**What this task involves:** Gather every line in the items below that contains the string "sign", and copy each such line in full.

**Entries supplied:**
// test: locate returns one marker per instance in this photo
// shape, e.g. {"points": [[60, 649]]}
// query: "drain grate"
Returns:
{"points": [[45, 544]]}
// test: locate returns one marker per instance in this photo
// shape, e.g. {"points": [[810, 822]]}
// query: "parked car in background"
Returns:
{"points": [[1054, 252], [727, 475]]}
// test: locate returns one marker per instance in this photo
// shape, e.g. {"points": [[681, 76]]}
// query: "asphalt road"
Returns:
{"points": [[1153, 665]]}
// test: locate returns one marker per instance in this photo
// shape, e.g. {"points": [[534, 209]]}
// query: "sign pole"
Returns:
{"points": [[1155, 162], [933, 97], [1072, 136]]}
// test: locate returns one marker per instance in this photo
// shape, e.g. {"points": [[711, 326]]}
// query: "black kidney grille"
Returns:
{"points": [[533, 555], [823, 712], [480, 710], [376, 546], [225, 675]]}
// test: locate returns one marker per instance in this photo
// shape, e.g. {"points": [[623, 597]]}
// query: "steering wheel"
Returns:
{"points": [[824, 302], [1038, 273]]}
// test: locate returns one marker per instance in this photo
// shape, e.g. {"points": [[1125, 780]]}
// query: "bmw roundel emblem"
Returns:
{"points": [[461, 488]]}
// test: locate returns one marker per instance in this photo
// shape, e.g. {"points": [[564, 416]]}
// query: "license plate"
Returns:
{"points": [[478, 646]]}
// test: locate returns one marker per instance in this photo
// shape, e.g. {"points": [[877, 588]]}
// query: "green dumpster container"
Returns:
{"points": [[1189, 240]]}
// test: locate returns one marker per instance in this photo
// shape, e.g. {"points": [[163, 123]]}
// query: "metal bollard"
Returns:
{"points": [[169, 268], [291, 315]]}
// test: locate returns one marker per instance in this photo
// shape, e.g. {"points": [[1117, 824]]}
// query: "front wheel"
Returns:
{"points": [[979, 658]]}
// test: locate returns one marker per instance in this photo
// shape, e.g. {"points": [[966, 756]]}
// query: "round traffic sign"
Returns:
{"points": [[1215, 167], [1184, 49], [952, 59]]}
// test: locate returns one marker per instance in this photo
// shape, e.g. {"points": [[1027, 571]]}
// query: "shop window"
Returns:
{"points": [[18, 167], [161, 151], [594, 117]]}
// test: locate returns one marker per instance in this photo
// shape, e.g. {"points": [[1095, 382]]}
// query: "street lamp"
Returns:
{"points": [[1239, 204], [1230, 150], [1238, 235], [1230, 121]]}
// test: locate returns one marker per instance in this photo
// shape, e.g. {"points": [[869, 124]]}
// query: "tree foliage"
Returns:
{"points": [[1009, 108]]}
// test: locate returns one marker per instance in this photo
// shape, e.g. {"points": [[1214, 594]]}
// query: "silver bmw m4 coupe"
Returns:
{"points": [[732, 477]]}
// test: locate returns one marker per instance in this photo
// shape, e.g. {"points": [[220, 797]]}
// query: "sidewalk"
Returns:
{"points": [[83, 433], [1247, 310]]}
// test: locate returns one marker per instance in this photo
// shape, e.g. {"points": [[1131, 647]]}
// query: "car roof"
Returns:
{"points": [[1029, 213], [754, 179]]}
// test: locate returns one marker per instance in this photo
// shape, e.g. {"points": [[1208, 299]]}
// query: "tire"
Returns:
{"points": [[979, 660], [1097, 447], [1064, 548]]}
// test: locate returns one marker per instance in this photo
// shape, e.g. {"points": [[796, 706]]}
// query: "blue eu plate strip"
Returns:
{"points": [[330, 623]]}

**Complete response:**
// query: "sign pole"
// query: "round traffic sign"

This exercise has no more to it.